● DIRECTIONS FOR THIS TASK: Every entry below should be printed exactly, without its images.

● Image location labeling entries:
——

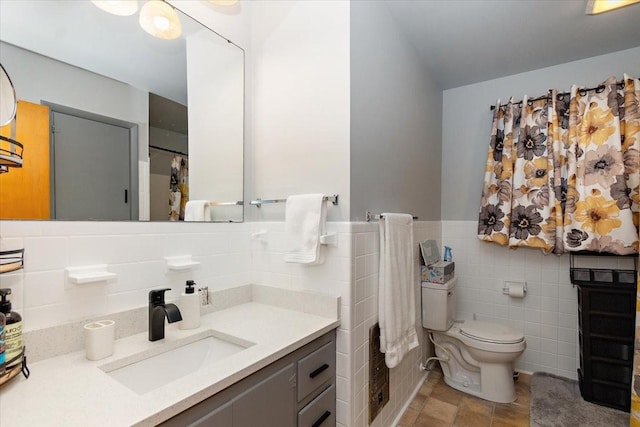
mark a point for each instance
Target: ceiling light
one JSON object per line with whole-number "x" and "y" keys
{"x": 598, "y": 6}
{"x": 223, "y": 2}
{"x": 160, "y": 20}
{"x": 118, "y": 7}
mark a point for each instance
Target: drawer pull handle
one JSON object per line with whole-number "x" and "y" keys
{"x": 322, "y": 419}
{"x": 318, "y": 371}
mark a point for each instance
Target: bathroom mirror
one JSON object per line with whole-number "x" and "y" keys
{"x": 71, "y": 62}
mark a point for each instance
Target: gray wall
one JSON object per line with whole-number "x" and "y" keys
{"x": 396, "y": 121}
{"x": 467, "y": 120}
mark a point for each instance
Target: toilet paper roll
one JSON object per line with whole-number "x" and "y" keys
{"x": 516, "y": 291}
{"x": 99, "y": 338}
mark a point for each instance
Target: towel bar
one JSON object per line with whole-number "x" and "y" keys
{"x": 238, "y": 203}
{"x": 259, "y": 202}
{"x": 369, "y": 216}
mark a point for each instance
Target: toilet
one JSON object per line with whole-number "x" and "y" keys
{"x": 476, "y": 357}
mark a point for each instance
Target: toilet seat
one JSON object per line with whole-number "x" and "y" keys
{"x": 490, "y": 332}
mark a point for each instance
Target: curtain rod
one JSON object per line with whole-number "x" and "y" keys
{"x": 168, "y": 151}
{"x": 583, "y": 92}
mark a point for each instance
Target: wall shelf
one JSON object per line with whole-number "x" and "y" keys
{"x": 11, "y": 260}
{"x": 181, "y": 262}
{"x": 89, "y": 274}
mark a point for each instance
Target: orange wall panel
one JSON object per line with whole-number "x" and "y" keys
{"x": 25, "y": 191}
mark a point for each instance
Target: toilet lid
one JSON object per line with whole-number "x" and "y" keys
{"x": 490, "y": 332}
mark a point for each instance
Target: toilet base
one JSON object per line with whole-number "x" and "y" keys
{"x": 499, "y": 385}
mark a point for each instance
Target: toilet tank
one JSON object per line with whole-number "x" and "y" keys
{"x": 438, "y": 305}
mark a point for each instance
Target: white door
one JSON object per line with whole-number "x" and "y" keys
{"x": 91, "y": 169}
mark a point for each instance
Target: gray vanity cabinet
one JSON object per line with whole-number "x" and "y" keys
{"x": 222, "y": 416}
{"x": 271, "y": 402}
{"x": 296, "y": 390}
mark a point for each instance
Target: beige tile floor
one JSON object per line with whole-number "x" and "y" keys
{"x": 437, "y": 404}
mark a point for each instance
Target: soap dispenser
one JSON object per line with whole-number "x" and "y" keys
{"x": 189, "y": 307}
{"x": 12, "y": 332}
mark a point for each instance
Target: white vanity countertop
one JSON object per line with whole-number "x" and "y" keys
{"x": 70, "y": 390}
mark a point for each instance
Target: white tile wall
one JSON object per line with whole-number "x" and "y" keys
{"x": 134, "y": 251}
{"x": 351, "y": 271}
{"x": 230, "y": 257}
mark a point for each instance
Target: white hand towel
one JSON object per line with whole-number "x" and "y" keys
{"x": 396, "y": 288}
{"x": 305, "y": 217}
{"x": 197, "y": 210}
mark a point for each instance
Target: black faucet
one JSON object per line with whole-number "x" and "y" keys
{"x": 157, "y": 311}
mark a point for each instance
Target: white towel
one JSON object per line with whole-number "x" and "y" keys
{"x": 396, "y": 288}
{"x": 305, "y": 217}
{"x": 197, "y": 210}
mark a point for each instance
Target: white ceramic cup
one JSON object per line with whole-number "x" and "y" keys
{"x": 99, "y": 337}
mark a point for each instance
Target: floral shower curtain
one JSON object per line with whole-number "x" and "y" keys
{"x": 562, "y": 171}
{"x": 178, "y": 188}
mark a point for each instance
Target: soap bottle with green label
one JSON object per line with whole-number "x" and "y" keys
{"x": 12, "y": 332}
{"x": 3, "y": 321}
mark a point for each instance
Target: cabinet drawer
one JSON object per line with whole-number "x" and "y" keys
{"x": 321, "y": 411}
{"x": 315, "y": 369}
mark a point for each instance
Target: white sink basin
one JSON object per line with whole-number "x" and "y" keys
{"x": 143, "y": 373}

——

● TASK SOLUTION:
mark a point for each instance
Target: ceiling light
one JSON object per line with whole-number "x" and "y" keys
{"x": 598, "y": 6}
{"x": 223, "y": 2}
{"x": 160, "y": 20}
{"x": 118, "y": 7}
mark a point for each instance
Target: drawer pull handle
one JSON object per line with whole-number "x" and "y" keys
{"x": 322, "y": 419}
{"x": 318, "y": 371}
mark a point for each instance
Target: bathroom mirror
one JSON object per line with whole-number "x" and "y" keys
{"x": 71, "y": 62}
mark a point for each instance
Target: gray wall
one JSON object per line with whole-number "x" and "y" keys
{"x": 396, "y": 121}
{"x": 467, "y": 120}
mark a point for each instance
Target: toilet paper roll
one JSON object per line with whole-number "x" and "y" keys
{"x": 516, "y": 291}
{"x": 99, "y": 338}
mark a point for each instance
Target: towel bar
one JSON object per line with whole-number "x" and "y" keys
{"x": 238, "y": 203}
{"x": 259, "y": 202}
{"x": 369, "y": 216}
mark a point for each instance
Target: toilet
one JSON object per line with whole-number "x" and "y" keys
{"x": 476, "y": 357}
mark a point for each instance
Target: toilet seat
one JSON object per line with whole-number "x" and "y" keys
{"x": 490, "y": 332}
mark a point for each instance
Target: curtain rod
one JSON object per line with whole-number "x" and "y" keys
{"x": 168, "y": 151}
{"x": 583, "y": 92}
mark a point for each instance
Target: wall shelf
one JSON object per line with whole-number "x" and "y" keys
{"x": 11, "y": 260}
{"x": 181, "y": 262}
{"x": 89, "y": 274}
mark a point for each instance
Target: orange wall panel
one JSON object per line with whole-number "x" and "y" keys
{"x": 25, "y": 191}
mark a point for each instance
Target: toilet lid
one JSON object per line with whole-number "x" and "y" keys
{"x": 490, "y": 332}
mark a point for each instance
Target: toilet base
one JSON object per line with whole-number "x" and "y" keys
{"x": 499, "y": 385}
mark a point for each instance
Target: toilet tank
one JSON object per line with whole-number "x" and "y" keys
{"x": 438, "y": 305}
mark a point for each instance
Target: white door
one JSON object per line with whole-number "x" and "y" keys
{"x": 91, "y": 169}
mark a point for each instance
Target: gray vanity cabinet
one JSON object per line with whole-number "x" and "y" keys
{"x": 222, "y": 416}
{"x": 271, "y": 402}
{"x": 296, "y": 390}
mark a point for each instance
Target: beige tile floor
one JSON object per line with whole-number "x" and "y" keys
{"x": 437, "y": 404}
mark a point for each instance
Target: soap dispenser
one JSON object per line with whole-number "x" and "y" keys
{"x": 189, "y": 307}
{"x": 12, "y": 332}
mark a point for each instance
Target: white vanity countertop
one JSON object per line with whole-number "x" and "y" keys
{"x": 70, "y": 390}
mark a point for each instance
Target: white tile wall
one JSON object per line with whole-number "x" and "y" keys
{"x": 134, "y": 251}
{"x": 351, "y": 271}
{"x": 230, "y": 257}
mark a point for each instance
Target: white hand towel
one JSON object per line with whole-number "x" and "y" keys
{"x": 396, "y": 288}
{"x": 305, "y": 217}
{"x": 197, "y": 210}
mark a point for each instance
Target: black faucet
one JSON object per line with whole-number "x" and "y" keys
{"x": 157, "y": 311}
mark a point for each instance
Target: white towel
one JSON object per line with whole-number "x" and "y" keys
{"x": 396, "y": 288}
{"x": 305, "y": 217}
{"x": 197, "y": 210}
mark a point for each instance
Target: white ceramic cup
one JSON object per line with whole-number "x" and "y" keys
{"x": 99, "y": 337}
mark a point for each instance
Target: floral shower curtain
one JSON object per line with whole-number "x" and "y" keys
{"x": 562, "y": 171}
{"x": 178, "y": 188}
mark a point for each instance
Target: soap bottle with green label
one JSON object per line with whole-number "x" and "y" keys
{"x": 12, "y": 332}
{"x": 3, "y": 321}
mark a point for each instance
Target: cabinet drawer
one JSON object per line with whole-number "x" and "y" keys
{"x": 321, "y": 411}
{"x": 315, "y": 369}
mark a point for each instance
Target: white sink basin
one JSON object per line with whole-number "x" and "y" keys
{"x": 143, "y": 373}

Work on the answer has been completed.